● 文書の一節:
+++++

職業の三要素というものがあります。「自己保存」「自己実現」そして「社会的貢献」です。
第一は何といっても自己保存です。つまり、人が働くのは何といっても自分と家族とが「食うため」です。食べなければ生きていくことができません。
自己実現とはその職業を通して自分に与えられていの天賦の才能や能力を活かし、そのことによって充足感を得るという要素です。
そして社会的貢献とは文字通り、その仕事の遂行自体が直接的であれ間接的であれ、人や社会に役立っていると考えられる要素のことです
理想はこれらの三つの要素が満遍なく盛り込まれているような職業に就くことでしょう。
先週、理化学研究所のチームが万能細胞の作製の仕方を発見した、というニュースが報道されました。ノーベル賞級のことなのだそうですが、そのチームのリーダーはまだ三十歳の女性研究員なのだそうです。
この人の場合、仕事に関しては自己保存よりも自身の才能を活かすという自己実現と、その研究の成果が社会に役立つことになるという社会的貢献の二つの要素の方がはるかに高い割合を占めていることと思うのですが、しかし、社会的貢献どころか自己実現の要素さえも薄い、とにかくその日を生きるため、食うために汗水流して働かざるを得ない、という人も現実には多くいることも事実です。

+++++

[コレクションに保存された項目]
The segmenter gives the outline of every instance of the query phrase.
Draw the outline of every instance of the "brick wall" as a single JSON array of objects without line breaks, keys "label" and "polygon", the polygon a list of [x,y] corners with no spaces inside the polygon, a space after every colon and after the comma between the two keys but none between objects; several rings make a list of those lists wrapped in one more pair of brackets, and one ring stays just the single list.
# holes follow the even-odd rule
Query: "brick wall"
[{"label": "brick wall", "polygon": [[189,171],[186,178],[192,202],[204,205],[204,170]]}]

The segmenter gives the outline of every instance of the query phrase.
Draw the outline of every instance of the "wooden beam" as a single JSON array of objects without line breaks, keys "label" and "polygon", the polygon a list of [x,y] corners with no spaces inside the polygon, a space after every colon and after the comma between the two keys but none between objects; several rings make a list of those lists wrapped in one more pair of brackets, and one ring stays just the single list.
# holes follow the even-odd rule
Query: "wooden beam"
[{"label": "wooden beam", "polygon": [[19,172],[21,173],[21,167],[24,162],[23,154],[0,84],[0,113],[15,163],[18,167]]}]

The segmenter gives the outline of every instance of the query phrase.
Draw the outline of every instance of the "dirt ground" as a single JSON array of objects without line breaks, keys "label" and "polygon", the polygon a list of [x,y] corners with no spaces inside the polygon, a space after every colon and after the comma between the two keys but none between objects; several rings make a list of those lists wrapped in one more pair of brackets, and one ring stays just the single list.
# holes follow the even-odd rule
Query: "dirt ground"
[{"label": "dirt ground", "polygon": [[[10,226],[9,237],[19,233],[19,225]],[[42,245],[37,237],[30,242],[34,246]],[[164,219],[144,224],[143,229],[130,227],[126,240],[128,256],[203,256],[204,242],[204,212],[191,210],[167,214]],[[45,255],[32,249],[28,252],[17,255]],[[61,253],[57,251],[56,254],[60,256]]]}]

+++++

● 課題の指示:
職業の三要素についての文章のうち、「自己実現とはその職業を通して」を含む語句から始めて「理想はこれらの三つの要素が満遍なく盛り込まれているような職業に就くことでしょう。」で終わる部分を、一字も変えずに再掲すること。 これらの項目は、それだけで独立した資料である。

● 課題の解答:
自己実現とはその職業を通して自分に与えられていの天賦の才能や能力を活かし、そのことによって充足感を得るという要素です。
そして社会的貢献とは文字通り、その仕事の遂行自体が直接的であれ間接的であれ、人や社会に役立っていると考えられる要素のことです
理想はこれらの三つの要素が満遍なく盛り込まれているような職業に就くことでしょう。